== Task statement ==
For the copy, please give all of the data again exactly and leave the pictures out.

== Stored data entries ==
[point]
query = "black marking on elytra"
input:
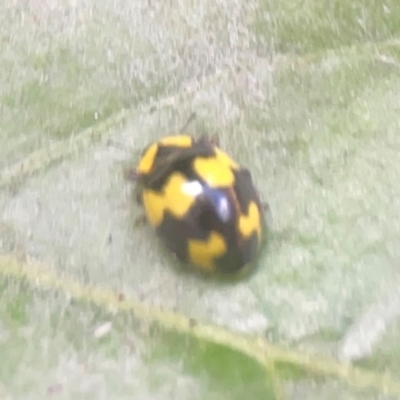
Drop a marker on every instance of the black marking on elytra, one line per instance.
(171, 159)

== Task response ==
[point]
query = "black marking on elytra"
input:
Drop a marker on every instance of the black marking on elytra, one line per instance.
(171, 159)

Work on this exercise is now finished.